[start of DATA SHOWN]
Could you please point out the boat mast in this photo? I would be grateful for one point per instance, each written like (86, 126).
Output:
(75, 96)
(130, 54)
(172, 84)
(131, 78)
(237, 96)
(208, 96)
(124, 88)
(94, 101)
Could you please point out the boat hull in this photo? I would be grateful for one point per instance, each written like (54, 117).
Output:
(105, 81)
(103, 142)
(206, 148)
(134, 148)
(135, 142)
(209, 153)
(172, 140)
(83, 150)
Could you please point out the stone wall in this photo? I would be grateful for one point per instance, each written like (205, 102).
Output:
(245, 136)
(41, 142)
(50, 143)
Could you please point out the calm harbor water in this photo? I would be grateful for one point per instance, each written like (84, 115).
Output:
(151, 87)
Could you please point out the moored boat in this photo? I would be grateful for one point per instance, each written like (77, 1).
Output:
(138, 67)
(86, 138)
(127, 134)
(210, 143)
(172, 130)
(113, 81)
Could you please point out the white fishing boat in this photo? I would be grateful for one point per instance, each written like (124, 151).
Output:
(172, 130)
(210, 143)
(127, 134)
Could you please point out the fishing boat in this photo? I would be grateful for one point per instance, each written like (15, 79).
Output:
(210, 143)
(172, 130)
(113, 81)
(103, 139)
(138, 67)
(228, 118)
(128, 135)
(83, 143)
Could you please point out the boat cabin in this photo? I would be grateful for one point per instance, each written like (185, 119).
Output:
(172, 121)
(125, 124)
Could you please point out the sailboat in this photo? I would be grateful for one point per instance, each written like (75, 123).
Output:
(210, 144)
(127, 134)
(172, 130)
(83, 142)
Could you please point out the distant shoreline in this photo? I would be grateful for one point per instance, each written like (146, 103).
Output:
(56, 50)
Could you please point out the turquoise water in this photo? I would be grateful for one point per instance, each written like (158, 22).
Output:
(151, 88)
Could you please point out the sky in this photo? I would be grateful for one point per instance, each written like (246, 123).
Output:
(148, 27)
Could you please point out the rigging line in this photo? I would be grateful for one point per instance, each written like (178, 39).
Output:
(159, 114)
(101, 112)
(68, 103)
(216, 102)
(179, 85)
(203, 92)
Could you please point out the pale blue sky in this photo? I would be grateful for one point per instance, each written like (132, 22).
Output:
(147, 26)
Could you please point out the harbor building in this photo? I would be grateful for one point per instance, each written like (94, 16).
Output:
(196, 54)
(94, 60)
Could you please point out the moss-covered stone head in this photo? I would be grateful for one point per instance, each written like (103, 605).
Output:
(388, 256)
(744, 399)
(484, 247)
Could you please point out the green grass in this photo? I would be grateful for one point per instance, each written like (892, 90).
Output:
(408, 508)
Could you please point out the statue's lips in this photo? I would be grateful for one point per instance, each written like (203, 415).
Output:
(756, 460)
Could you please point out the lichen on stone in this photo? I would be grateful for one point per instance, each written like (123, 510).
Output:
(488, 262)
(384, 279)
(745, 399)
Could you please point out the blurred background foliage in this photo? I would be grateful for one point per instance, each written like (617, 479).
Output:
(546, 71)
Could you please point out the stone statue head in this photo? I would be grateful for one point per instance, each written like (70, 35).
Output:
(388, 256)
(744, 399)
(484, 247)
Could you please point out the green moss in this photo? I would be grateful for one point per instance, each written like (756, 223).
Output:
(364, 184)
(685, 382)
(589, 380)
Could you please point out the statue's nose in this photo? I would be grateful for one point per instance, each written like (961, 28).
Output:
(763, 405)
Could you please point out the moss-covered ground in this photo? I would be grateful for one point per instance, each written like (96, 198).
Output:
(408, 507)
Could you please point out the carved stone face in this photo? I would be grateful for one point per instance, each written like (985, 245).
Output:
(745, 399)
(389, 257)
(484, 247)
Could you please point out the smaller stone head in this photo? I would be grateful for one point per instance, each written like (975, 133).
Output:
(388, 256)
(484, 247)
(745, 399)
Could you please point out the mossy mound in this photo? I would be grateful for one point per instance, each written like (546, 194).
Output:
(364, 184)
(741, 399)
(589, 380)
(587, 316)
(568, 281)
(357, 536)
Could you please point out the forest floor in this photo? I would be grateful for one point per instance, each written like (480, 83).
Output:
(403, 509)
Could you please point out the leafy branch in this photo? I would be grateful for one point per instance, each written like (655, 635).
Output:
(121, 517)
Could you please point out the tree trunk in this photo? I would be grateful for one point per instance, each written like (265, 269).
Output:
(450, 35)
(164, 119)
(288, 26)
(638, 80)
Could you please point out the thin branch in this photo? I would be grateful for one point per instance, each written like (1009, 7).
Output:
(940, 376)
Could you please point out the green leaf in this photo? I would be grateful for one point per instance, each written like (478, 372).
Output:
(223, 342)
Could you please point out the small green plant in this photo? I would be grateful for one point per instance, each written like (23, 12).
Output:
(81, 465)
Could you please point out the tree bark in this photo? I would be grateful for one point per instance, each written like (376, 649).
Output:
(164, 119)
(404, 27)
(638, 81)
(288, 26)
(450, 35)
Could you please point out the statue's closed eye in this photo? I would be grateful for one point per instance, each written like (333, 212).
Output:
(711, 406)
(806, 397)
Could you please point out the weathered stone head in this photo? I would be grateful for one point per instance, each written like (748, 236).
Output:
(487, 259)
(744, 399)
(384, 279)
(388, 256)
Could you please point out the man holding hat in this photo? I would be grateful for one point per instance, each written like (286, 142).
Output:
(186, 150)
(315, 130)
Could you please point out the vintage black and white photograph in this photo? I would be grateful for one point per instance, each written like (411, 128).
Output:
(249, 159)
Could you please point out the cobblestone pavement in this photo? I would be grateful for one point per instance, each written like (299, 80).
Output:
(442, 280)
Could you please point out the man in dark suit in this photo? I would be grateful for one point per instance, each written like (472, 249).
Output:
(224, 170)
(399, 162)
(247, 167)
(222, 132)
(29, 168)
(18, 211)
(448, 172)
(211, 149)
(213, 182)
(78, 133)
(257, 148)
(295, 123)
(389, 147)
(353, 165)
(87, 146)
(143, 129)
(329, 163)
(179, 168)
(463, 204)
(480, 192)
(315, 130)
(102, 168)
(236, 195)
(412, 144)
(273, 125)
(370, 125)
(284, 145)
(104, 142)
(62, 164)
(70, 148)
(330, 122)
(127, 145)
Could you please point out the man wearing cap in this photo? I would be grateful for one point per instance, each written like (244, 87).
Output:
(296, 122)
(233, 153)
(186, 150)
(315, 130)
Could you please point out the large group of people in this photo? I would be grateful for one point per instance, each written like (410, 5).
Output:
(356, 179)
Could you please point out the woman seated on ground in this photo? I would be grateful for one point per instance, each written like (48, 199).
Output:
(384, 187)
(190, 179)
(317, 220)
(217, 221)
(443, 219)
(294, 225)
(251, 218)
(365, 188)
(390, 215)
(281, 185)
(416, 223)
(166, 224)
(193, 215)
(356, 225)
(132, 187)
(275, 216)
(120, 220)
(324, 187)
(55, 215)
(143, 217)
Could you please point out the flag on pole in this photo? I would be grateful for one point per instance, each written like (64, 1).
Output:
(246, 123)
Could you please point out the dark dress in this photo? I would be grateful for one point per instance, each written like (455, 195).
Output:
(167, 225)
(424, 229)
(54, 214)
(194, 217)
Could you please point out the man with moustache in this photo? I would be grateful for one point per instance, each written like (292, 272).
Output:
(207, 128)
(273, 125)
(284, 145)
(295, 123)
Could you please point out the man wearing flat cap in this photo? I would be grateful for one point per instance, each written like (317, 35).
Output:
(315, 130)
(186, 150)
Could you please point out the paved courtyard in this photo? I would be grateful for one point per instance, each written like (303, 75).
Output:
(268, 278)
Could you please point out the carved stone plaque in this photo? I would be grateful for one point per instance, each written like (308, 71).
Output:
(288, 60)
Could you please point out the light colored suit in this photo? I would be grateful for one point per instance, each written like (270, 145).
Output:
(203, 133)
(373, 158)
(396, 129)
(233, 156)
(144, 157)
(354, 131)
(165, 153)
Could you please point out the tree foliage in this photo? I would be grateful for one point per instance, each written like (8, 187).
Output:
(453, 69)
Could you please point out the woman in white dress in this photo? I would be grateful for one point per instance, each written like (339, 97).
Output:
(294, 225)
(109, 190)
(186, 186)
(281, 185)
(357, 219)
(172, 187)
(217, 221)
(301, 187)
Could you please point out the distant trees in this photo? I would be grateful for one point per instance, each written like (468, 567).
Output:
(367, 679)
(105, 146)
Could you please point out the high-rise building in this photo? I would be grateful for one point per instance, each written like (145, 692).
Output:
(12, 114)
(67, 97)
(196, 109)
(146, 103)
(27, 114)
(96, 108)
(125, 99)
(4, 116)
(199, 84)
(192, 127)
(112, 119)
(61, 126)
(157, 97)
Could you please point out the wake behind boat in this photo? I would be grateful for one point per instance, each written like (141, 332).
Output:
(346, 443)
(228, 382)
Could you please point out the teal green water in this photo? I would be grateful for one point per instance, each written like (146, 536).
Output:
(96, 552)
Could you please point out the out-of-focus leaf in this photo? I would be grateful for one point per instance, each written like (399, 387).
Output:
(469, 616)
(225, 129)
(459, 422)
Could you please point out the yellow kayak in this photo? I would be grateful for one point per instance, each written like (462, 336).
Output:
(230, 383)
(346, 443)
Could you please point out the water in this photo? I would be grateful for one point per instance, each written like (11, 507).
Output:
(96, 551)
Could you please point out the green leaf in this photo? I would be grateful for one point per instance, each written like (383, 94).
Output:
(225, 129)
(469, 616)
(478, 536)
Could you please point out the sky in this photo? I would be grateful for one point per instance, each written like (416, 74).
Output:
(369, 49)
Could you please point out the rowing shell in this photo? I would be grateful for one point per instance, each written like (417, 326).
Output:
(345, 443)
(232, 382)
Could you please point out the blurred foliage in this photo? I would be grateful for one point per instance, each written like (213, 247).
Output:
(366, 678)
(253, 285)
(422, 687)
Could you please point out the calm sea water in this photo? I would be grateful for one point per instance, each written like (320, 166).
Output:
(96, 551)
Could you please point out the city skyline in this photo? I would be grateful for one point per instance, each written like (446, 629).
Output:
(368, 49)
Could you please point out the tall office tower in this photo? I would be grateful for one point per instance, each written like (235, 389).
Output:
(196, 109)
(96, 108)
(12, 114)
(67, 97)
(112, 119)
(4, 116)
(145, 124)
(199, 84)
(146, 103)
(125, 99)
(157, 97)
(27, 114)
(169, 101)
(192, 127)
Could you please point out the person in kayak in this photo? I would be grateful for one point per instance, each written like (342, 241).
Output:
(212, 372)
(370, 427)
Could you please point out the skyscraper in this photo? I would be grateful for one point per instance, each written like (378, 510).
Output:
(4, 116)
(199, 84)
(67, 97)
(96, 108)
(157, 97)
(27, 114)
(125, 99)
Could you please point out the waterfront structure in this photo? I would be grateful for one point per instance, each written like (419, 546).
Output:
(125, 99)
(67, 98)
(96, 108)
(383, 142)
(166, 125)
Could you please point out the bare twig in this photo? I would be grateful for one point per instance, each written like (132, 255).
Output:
[end of DATA SHOWN]
• **WHAT THE EXERCISE ASKS**: Copy everything from the line containing "Could you please point out the waterfront" down to the end of the material, requests included. Multiply each coordinate in the answers by 2.6 and round to whole numbers with halves going up, leaving the numbers in the requests unchanged.

• **FINISHED ANSWER**:
Could you please point out the waterfront structure in this photo? I would be grateful for one point per instance, each written like (419, 546).
Output:
(325, 257)
(174, 255)
(250, 281)
(996, 369)
(432, 325)
Could you please point out the bare twig in this photo? I would be grateful for one point per instance, each written like (132, 255).
Output:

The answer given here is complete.